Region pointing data

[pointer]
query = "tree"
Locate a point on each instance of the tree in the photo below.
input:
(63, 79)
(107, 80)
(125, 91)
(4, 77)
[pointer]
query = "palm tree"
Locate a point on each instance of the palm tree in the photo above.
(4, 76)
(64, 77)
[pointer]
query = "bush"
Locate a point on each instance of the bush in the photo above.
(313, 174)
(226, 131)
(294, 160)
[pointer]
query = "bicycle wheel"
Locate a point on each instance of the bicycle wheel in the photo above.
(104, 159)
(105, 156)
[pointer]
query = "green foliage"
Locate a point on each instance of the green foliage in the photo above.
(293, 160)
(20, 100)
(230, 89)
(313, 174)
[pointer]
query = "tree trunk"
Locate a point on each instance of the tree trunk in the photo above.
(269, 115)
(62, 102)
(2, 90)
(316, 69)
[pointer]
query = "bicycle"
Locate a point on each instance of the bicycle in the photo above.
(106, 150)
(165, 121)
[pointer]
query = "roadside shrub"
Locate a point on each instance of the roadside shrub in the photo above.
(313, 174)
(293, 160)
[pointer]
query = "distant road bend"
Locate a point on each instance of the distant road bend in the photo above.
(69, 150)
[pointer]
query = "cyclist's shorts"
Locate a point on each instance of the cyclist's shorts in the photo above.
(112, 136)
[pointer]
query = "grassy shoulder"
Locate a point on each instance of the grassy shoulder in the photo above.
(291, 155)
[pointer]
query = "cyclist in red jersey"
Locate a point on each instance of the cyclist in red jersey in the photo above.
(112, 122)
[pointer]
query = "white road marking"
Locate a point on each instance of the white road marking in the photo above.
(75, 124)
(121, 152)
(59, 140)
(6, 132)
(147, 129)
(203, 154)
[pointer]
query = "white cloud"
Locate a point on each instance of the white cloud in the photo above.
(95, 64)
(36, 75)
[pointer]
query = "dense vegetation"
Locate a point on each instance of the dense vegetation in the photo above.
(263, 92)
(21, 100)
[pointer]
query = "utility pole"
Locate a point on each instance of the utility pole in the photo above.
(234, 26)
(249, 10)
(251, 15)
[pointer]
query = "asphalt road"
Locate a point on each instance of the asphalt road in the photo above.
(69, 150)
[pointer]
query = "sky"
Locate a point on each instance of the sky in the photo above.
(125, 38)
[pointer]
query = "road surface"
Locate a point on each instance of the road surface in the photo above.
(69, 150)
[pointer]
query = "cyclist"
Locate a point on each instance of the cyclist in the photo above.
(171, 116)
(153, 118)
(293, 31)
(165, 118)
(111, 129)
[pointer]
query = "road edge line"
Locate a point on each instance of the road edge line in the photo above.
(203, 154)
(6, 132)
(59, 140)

## TASK DETAILS
Every entry is to be restated exactly, with no line dropped.

## SOLUTION TO THIS TASK
[pointer]
query = "tree"
Locate a point on each instance of the tree in the photo below.
input:
(63, 79)
(107, 80)
(125, 91)
(4, 77)
[pointer]
query = "palm tree"
Locate a point on each instance of the palm tree in the photo above.
(4, 76)
(64, 77)
[pointer]
query = "bush"
Locate a point on each instance of the bush in the photo above.
(313, 174)
(226, 131)
(294, 160)
[pointer]
query = "bicycle wheel"
Locate a point on each instance of the bicycle wheel in the photo above.
(104, 159)
(105, 156)
[pointer]
query = "green foliage"
Locate a point on each instance of the green foliage in the photo above.
(293, 160)
(20, 100)
(230, 89)
(313, 174)
[pointer]
query = "tree trunk"
Locate a point on each instance of the tree trunk in the photo above.
(269, 115)
(62, 102)
(2, 90)
(316, 69)
[pointer]
query = "bicycle"
Locate a point on each instance of the bicycle in the photo above.
(106, 150)
(165, 121)
[pointer]
query = "roadside shrub"
Locate a point on each instance of the roadside shrub in the photo above.
(313, 174)
(293, 160)
[pointer]
query = "distant road bend"
Locate a point on each instance of the distant road bend in the photo above.
(69, 150)
[pointer]
query = "cyclist's shorts"
Locate a point on each instance of the cyclist's shorts in the photo above.
(112, 136)
[pointer]
query = "grassy shoulder"
Locate a point on each instance of the grassy shoulder in the photo above.
(291, 155)
[pointer]
query = "cyclist in red jersey"
Locate a point on each instance of the cyclist in red jersey in the photo above.
(112, 122)
[pointer]
query = "white road marking"
Locate a point on each instance of the white road marking in the photo above.
(75, 124)
(121, 152)
(59, 140)
(6, 132)
(147, 129)
(203, 154)
[pointer]
query = "white cloud"
Locate a point on each instance of the white cloud in the photo above.
(95, 64)
(36, 75)
[pointer]
query = "dense vegetation"
Locate a point on each instance of the dense vegetation in the photo above.
(263, 92)
(21, 100)
[pointer]
query = "utility pole"
Locate a point on each instance of the utility pole in the photo above.
(234, 26)
(249, 10)
(251, 15)
[pointer]
query = "asphalt road"
Locate a point on each instance of the asphalt road in the photo above.
(69, 150)
[pointer]
query = "sky"
Locate a point on each instance of the sky in the photo above.
(125, 38)
[pointer]
query = "road surface"
Locate a point on each instance of the road surface in the photo above.
(69, 150)
[pointer]
query = "cyclist"
Locate a point on each instance of the cyclist in the photo above.
(171, 116)
(153, 118)
(293, 31)
(165, 118)
(111, 129)
[pointer]
query = "road edge line"
Locate a point on each instance of the road edge line in the photo above.
(203, 154)
(6, 132)
(59, 140)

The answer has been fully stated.